MATERIAL TO PROCESS START
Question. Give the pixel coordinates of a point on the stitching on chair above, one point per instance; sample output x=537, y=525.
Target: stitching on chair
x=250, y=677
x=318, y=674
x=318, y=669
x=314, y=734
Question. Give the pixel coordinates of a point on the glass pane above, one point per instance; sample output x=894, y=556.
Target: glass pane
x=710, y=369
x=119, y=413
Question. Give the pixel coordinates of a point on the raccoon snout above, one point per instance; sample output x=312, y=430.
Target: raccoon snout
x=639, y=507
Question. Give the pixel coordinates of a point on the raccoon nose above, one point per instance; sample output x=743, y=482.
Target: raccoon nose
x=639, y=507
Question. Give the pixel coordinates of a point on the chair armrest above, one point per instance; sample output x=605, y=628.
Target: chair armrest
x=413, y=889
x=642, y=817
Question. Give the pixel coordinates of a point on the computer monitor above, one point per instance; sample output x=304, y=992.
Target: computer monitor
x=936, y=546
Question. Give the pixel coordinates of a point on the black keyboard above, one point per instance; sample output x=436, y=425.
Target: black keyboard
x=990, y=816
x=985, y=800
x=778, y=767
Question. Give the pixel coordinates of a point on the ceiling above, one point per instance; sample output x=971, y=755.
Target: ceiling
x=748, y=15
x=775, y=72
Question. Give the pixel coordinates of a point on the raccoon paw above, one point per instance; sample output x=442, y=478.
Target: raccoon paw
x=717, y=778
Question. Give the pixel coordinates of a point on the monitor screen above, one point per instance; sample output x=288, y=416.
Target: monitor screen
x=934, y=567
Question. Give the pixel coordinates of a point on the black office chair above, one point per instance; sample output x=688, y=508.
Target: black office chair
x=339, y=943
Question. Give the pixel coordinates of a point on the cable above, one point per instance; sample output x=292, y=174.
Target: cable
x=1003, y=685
MATERIAL TO PROCESS END
-- TASK TO CARRY OUT --
Every entry above should be returned exactly as written.

-- EXERCISE OUTPUT --
Question. Give the pixel coordinates of a point on the stitching on chair above, one point per instance; sample output x=537, y=525.
Target: stitching on chair
x=250, y=677
x=318, y=674
x=318, y=669
x=314, y=734
Question. Give the pixel coordinates of a point on the glass pane above, one point per instance; sample output x=894, y=556.
Target: glass pane
x=710, y=369
x=119, y=413
Question. Give the pixel coordinates of a point on the raccoon snout above, one point per instance; sample output x=312, y=430.
Target: raccoon snout
x=639, y=507
Question. Give the pixel coordinates of a point on the raccoon nose above, one point per instance; sample output x=743, y=482.
Target: raccoon nose
x=639, y=507
Question. Give the pixel coordinates of a point on the chair armrest above, one point per instance; sample output x=605, y=628.
Target: chair armrest
x=413, y=889
x=642, y=817
Question. Give the pixel coordinates of a point on the computer monitor above, one point per instance; sample output x=304, y=992.
Target: computer monitor
x=936, y=546
Question. Give the pixel coordinates of a point on the black keyboard above, one point per instance; sample output x=436, y=425.
Target: black keyboard
x=990, y=816
x=985, y=800
x=778, y=767
Question. Give the pixel coordinates of a point on the ceiling above, one point per instance; sample output x=971, y=755.
Target: ceiling
x=748, y=15
x=775, y=72
Question. Give the pixel coordinates of a point on the raccoon paw above, one point per instance; sample output x=442, y=478.
Target: raccoon paw
x=717, y=778
Question. Give the pixel coordinates of a point on the monitor screen above, one point per instance; sample output x=288, y=416.
Target: monitor screen
x=934, y=567
Question. Give the pixel coordinates of a point on the black office chair above, one point per instance; sample output x=688, y=508.
Target: black office chair
x=339, y=943
Question. Give the pixel coordinates of a point on the cable above, one point per instance; sample output x=292, y=174.
Target: cable
x=1003, y=685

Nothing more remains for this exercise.